■ WHAT THE TASK REQUIRES ■
Write out the data exactly, every line included.

■ DATA ■
___
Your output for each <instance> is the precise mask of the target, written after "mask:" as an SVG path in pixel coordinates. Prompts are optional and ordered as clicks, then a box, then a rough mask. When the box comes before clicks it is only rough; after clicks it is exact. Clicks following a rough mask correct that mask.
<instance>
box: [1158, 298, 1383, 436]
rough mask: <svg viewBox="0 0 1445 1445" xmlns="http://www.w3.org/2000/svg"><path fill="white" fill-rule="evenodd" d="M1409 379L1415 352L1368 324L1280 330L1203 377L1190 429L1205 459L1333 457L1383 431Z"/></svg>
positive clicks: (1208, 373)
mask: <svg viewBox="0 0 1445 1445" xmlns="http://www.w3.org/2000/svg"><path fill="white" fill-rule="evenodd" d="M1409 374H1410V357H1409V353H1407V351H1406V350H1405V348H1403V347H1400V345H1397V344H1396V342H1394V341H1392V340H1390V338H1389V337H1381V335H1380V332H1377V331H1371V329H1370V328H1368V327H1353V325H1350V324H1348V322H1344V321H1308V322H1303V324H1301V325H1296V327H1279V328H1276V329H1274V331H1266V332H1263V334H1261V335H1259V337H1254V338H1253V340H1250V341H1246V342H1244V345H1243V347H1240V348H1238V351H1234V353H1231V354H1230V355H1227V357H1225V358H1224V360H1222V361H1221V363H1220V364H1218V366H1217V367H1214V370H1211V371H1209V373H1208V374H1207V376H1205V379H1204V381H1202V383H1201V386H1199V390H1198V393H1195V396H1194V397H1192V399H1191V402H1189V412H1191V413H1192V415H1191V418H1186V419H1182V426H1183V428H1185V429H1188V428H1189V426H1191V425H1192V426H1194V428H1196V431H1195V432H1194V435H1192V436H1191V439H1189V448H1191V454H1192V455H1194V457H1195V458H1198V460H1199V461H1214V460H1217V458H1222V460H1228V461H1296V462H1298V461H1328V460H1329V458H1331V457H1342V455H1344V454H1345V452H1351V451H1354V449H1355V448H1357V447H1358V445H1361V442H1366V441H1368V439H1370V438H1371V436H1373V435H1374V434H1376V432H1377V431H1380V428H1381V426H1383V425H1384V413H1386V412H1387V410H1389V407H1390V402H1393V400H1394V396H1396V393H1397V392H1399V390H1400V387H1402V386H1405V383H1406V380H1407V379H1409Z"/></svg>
___
■ RESPONSE BOX ■
Your output for each <instance> is the precise mask of the target, written after "mask:" as an SVG path in pixel coordinates. Prompts are optional and ordered as clicks, then a box, then a rough mask. When the box comes before clicks it is only rough; after clicks it is exact. Clicks following a rough mask correct that mask.
<instance>
box: [1158, 298, 1383, 436]
rough mask: <svg viewBox="0 0 1445 1445" xmlns="http://www.w3.org/2000/svg"><path fill="white" fill-rule="evenodd" d="M1409 379L1415 352L1368 324L1280 330L1203 377L1190 429L1205 459L1333 457L1383 431Z"/></svg>
positive clicks: (1208, 373)
mask: <svg viewBox="0 0 1445 1445" xmlns="http://www.w3.org/2000/svg"><path fill="white" fill-rule="evenodd" d="M1409 374H1410V357H1409V353H1407V351H1406V350H1405V348H1403V347H1400V345H1397V344H1396V342H1394V341H1392V340H1390V338H1389V337H1381V335H1380V332H1377V331H1371V329H1370V328H1368V327H1353V325H1350V324H1348V322H1344V321H1308V322H1303V324H1301V325H1296V327H1279V328H1276V329H1274V331H1266V332H1263V334H1261V335H1259V337H1254V338H1253V340H1250V341H1246V342H1244V345H1243V347H1240V348H1238V351H1234V353H1231V354H1230V355H1227V357H1225V358H1224V360H1222V361H1221V363H1220V364H1218V366H1217V367H1214V370H1211V371H1209V373H1208V374H1207V376H1205V379H1204V381H1202V383H1201V386H1199V390H1198V393H1195V396H1194V397H1192V399H1191V402H1189V412H1191V413H1192V415H1191V418H1186V419H1182V426H1183V428H1185V429H1188V428H1189V426H1191V425H1192V426H1194V428H1196V431H1195V432H1194V435H1192V436H1191V439H1189V448H1191V454H1192V455H1194V457H1195V458H1198V460H1199V461H1214V460H1217V458H1222V460H1228V461H1296V462H1298V461H1328V460H1329V458H1331V457H1342V455H1344V454H1345V452H1351V451H1354V449H1355V448H1357V447H1358V445H1361V442H1366V441H1368V439H1370V438H1371V436H1373V435H1374V434H1376V432H1377V431H1380V428H1381V426H1383V425H1384V413H1386V412H1387V410H1389V407H1390V402H1393V400H1394V396H1396V393H1397V392H1399V390H1400V387H1402V386H1405V383H1406V380H1407V379H1409Z"/></svg>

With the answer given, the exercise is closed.